Repeat exactly the lines from the line containing "Where can the gray" to the last line of the listing, including both.

[Records from a point labeling set]
• • • •
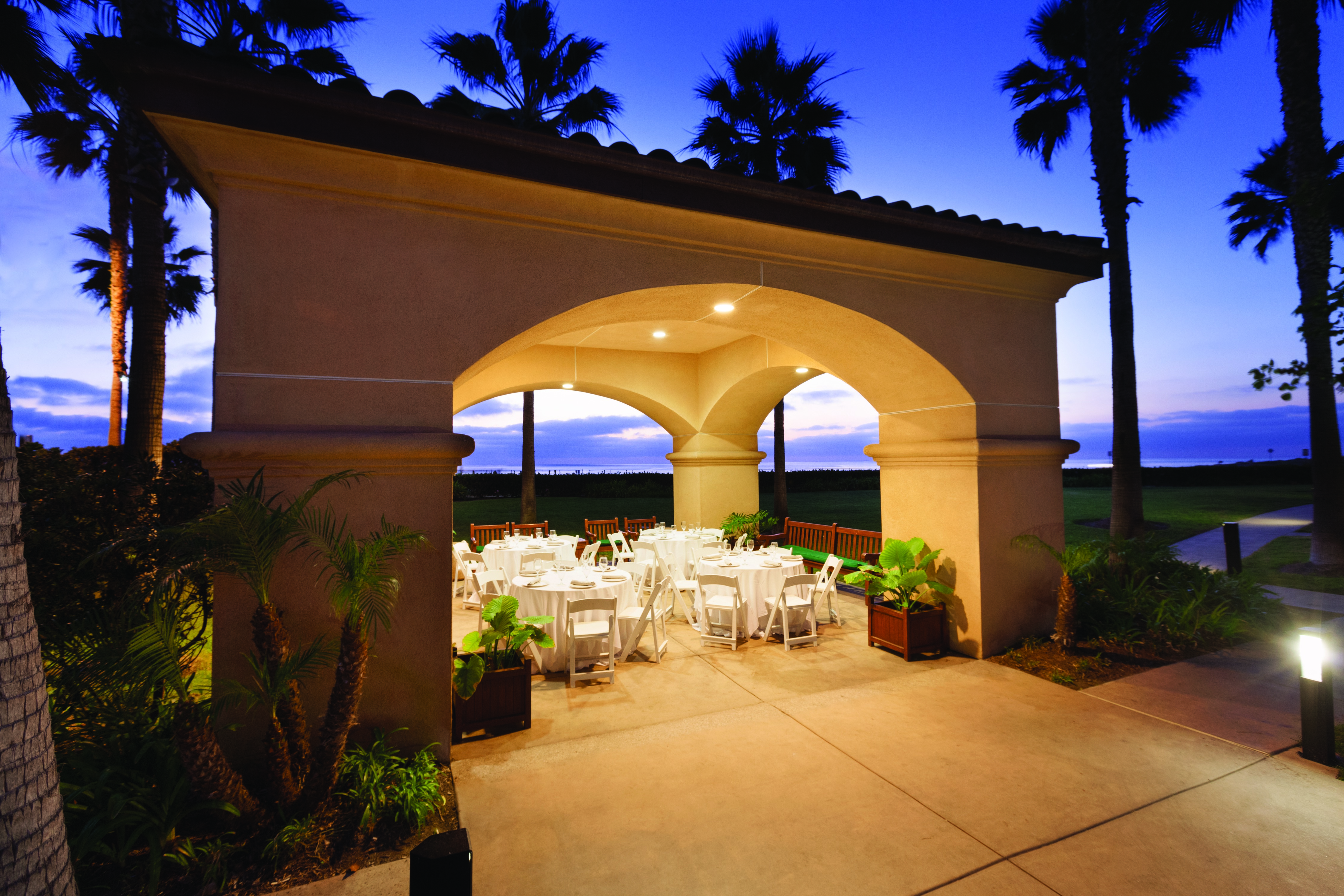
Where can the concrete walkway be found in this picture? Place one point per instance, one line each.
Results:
(843, 769)
(1257, 531)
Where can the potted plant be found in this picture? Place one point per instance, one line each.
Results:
(493, 680)
(751, 524)
(906, 606)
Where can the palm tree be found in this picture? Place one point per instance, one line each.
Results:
(772, 122)
(1112, 60)
(362, 586)
(34, 851)
(25, 57)
(245, 538)
(536, 72)
(1310, 170)
(183, 289)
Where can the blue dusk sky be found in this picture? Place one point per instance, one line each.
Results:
(928, 125)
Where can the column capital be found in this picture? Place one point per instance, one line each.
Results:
(233, 455)
(986, 452)
(717, 458)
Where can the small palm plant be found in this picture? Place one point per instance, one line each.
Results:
(362, 585)
(902, 576)
(1072, 559)
(503, 644)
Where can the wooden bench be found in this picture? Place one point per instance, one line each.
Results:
(815, 543)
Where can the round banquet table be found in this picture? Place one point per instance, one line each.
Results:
(552, 600)
(509, 555)
(756, 584)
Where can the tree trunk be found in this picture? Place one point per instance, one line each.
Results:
(34, 849)
(1297, 56)
(1111, 160)
(273, 645)
(529, 475)
(208, 768)
(781, 484)
(147, 21)
(342, 714)
(119, 257)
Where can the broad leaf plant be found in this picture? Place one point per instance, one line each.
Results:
(904, 577)
(499, 647)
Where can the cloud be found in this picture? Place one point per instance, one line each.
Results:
(53, 392)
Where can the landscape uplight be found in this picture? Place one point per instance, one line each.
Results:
(1318, 694)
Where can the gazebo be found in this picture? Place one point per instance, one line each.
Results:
(382, 266)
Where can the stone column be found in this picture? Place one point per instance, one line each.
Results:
(971, 498)
(412, 481)
(709, 485)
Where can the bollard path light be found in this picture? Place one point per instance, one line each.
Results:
(1318, 695)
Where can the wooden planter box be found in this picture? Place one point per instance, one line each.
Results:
(502, 702)
(905, 632)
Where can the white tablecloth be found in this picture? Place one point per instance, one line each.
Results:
(509, 557)
(756, 584)
(552, 600)
(676, 550)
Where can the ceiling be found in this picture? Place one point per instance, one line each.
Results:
(690, 338)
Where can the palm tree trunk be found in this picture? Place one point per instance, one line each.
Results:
(208, 768)
(119, 257)
(342, 714)
(1111, 160)
(273, 645)
(1297, 56)
(34, 849)
(527, 514)
(781, 483)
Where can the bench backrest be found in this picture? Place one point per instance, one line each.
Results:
(536, 530)
(855, 543)
(483, 535)
(599, 530)
(810, 535)
(635, 527)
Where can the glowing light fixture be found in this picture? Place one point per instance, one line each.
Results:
(1318, 695)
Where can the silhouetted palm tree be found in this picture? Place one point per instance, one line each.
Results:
(37, 856)
(1112, 61)
(25, 56)
(772, 122)
(1310, 168)
(536, 72)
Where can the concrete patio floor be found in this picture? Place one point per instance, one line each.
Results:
(843, 769)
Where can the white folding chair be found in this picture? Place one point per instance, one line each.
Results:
(538, 559)
(490, 585)
(640, 616)
(827, 585)
(804, 600)
(683, 586)
(620, 549)
(722, 604)
(596, 629)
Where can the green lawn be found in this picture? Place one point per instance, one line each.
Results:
(1187, 511)
(1264, 566)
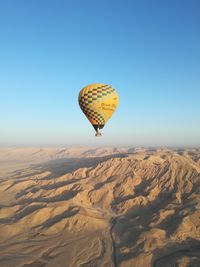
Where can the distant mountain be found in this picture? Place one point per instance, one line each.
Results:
(101, 207)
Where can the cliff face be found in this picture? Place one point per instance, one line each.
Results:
(128, 209)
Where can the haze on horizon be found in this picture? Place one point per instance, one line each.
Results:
(148, 51)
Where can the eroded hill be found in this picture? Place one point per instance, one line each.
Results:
(129, 209)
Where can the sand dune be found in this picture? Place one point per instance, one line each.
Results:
(100, 207)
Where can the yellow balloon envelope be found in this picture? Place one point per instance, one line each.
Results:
(98, 102)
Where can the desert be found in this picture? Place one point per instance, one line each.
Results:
(99, 207)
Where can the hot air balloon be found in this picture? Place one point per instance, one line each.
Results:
(98, 102)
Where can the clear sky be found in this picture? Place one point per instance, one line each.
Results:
(149, 50)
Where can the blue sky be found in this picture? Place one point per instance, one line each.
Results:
(148, 50)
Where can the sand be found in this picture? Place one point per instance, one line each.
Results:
(99, 207)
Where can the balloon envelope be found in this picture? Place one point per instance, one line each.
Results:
(98, 102)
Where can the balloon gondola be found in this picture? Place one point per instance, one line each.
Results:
(98, 102)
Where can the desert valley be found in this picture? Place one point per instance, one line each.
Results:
(105, 207)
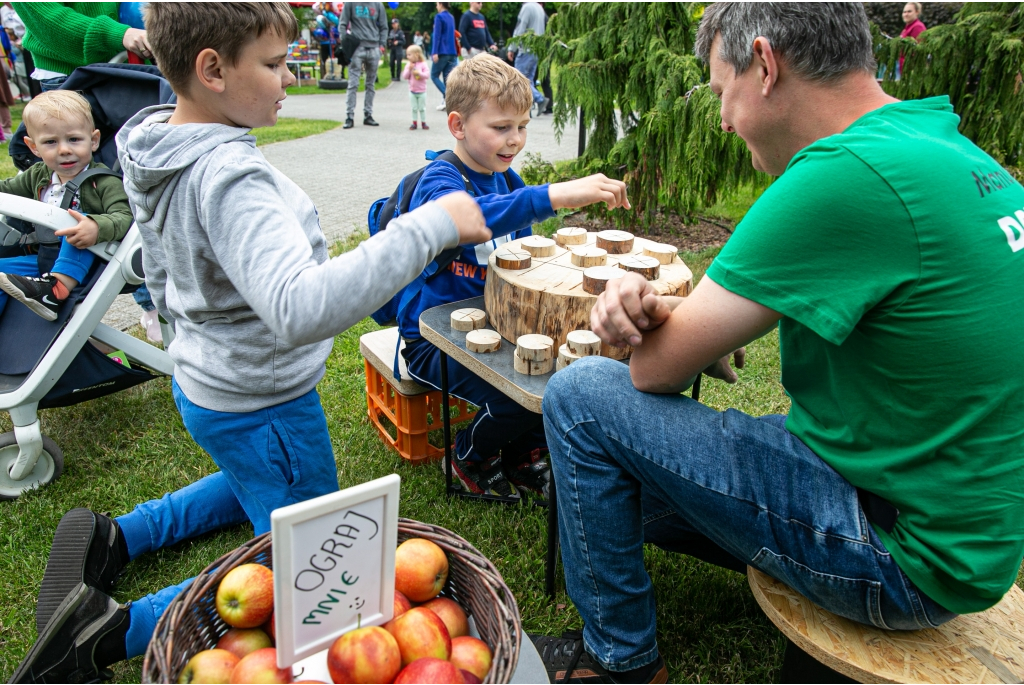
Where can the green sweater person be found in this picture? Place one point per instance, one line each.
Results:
(64, 36)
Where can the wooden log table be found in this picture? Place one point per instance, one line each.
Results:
(498, 369)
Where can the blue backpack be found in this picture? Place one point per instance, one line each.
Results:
(386, 209)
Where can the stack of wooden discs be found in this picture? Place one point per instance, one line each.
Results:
(534, 354)
(578, 344)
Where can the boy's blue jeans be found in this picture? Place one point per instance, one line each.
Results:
(268, 459)
(72, 261)
(632, 467)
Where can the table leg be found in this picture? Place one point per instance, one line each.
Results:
(446, 421)
(552, 556)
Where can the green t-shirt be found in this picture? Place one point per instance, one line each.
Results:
(895, 253)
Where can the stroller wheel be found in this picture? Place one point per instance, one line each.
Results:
(48, 467)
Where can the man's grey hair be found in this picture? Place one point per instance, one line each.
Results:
(820, 41)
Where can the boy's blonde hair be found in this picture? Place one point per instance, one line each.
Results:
(485, 77)
(179, 31)
(61, 104)
(415, 53)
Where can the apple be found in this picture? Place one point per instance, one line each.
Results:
(241, 641)
(209, 666)
(364, 655)
(420, 569)
(453, 615)
(245, 597)
(471, 654)
(429, 670)
(260, 667)
(420, 633)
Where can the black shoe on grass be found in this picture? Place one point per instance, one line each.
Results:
(85, 635)
(483, 478)
(528, 471)
(88, 548)
(37, 294)
(566, 661)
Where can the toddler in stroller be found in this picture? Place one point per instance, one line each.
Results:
(61, 132)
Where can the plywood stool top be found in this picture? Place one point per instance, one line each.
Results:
(986, 647)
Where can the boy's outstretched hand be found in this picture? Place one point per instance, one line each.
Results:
(467, 216)
(84, 234)
(583, 191)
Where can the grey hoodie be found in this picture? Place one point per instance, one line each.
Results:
(233, 254)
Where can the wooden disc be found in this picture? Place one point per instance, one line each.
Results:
(596, 277)
(483, 340)
(535, 347)
(589, 256)
(531, 368)
(648, 267)
(570, 236)
(512, 259)
(982, 647)
(615, 242)
(468, 319)
(665, 254)
(583, 343)
(539, 246)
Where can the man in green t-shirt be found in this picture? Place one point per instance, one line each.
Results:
(890, 254)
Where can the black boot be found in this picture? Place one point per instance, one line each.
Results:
(85, 635)
(87, 548)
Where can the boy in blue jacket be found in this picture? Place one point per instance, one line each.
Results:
(488, 105)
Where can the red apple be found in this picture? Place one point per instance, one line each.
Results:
(210, 666)
(429, 671)
(420, 633)
(420, 569)
(453, 615)
(241, 641)
(245, 597)
(471, 654)
(260, 667)
(364, 655)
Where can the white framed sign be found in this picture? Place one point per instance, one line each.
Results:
(333, 566)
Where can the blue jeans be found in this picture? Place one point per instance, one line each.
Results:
(501, 423)
(525, 63)
(440, 69)
(632, 467)
(71, 261)
(268, 459)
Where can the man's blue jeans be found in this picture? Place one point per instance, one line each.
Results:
(632, 467)
(270, 458)
(525, 63)
(440, 69)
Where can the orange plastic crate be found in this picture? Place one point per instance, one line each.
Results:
(403, 421)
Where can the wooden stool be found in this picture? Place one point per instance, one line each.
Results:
(985, 647)
(406, 409)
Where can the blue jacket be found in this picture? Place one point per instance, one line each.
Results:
(442, 42)
(508, 212)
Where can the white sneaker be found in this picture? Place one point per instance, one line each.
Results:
(151, 322)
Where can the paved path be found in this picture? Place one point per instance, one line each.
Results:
(344, 171)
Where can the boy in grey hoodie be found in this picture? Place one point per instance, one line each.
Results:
(235, 257)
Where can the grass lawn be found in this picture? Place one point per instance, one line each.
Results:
(131, 446)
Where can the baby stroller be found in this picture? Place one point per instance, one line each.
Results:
(57, 364)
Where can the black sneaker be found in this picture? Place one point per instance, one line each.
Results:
(87, 548)
(566, 661)
(37, 294)
(482, 478)
(85, 635)
(529, 471)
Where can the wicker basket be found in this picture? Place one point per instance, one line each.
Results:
(190, 624)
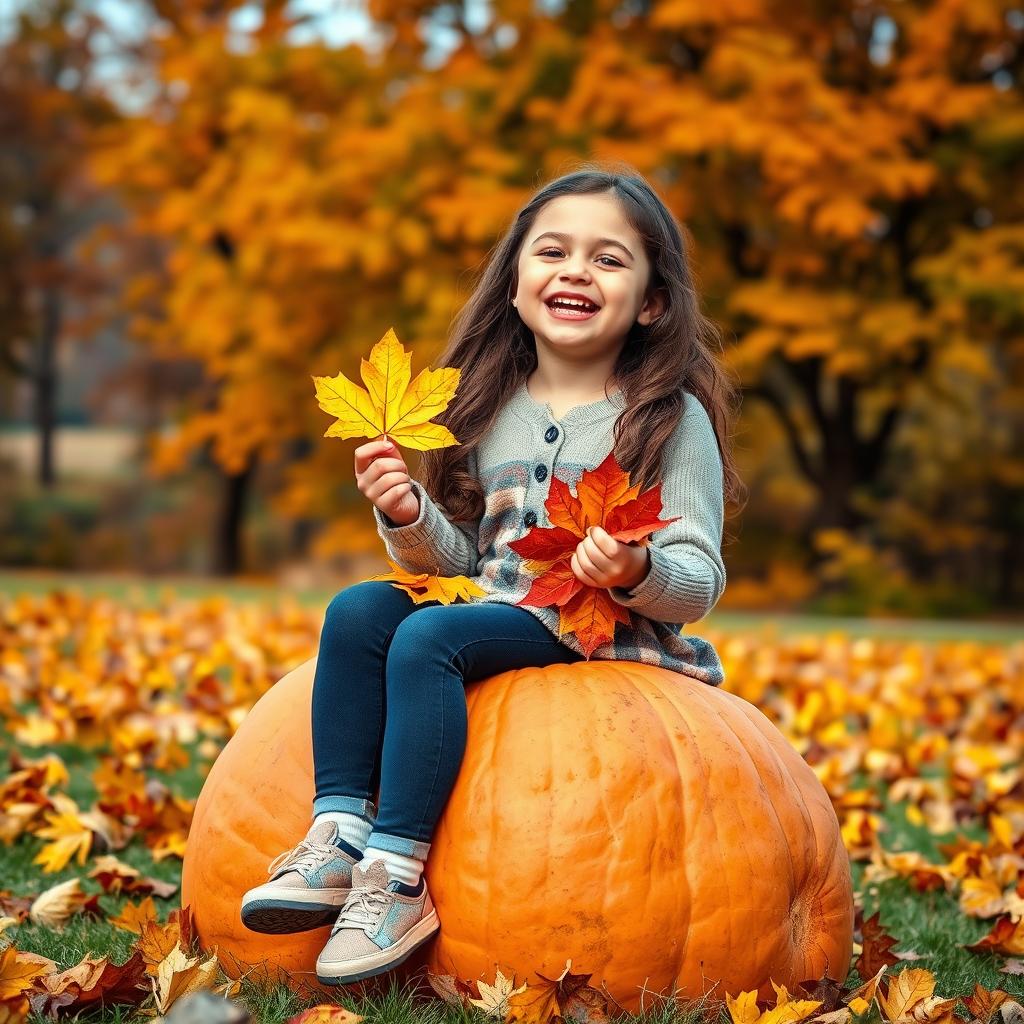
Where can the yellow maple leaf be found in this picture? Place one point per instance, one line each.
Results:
(422, 587)
(16, 975)
(71, 836)
(53, 907)
(134, 915)
(494, 998)
(390, 404)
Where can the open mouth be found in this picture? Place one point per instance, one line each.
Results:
(566, 311)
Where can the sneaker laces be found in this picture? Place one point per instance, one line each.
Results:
(306, 854)
(363, 906)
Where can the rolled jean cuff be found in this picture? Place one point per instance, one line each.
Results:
(398, 844)
(351, 805)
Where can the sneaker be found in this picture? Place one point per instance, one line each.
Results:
(382, 922)
(307, 884)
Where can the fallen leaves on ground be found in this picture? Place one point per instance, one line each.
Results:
(932, 730)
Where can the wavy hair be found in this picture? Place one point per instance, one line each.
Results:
(496, 350)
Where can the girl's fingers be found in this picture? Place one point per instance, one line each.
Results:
(583, 566)
(366, 454)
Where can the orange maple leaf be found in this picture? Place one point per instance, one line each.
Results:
(604, 498)
(423, 587)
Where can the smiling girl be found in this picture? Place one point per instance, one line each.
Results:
(583, 336)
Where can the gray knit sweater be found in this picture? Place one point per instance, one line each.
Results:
(515, 461)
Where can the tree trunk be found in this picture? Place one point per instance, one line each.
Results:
(228, 555)
(45, 382)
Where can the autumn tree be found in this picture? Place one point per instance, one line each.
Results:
(846, 174)
(50, 102)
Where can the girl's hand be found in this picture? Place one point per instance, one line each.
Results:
(600, 560)
(382, 475)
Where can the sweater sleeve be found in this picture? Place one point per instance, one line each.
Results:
(686, 576)
(431, 543)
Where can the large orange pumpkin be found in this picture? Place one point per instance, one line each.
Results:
(658, 832)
• • • •
### Answer to the task
Where can the gray knit sweater be found in this picture? Place one point per instance, one line each.
Results:
(515, 461)
Where can the tree trunk be found in this picture? Place one point per instance, one line each.
Results:
(228, 555)
(45, 382)
Where can the autumn tree be found in this picture? Place one point per instance, one line each.
Results:
(846, 174)
(50, 102)
Where can the girl's hand be found in this picture? Place one point per instance, one line each.
Results:
(600, 560)
(382, 475)
Where can the sweater sleeve be found in this picture? Place one point per instance, one line each.
Results:
(686, 576)
(431, 543)
Where can the large orange pumpkin be found in this picture? Place one point per instance, one line each.
Results:
(658, 832)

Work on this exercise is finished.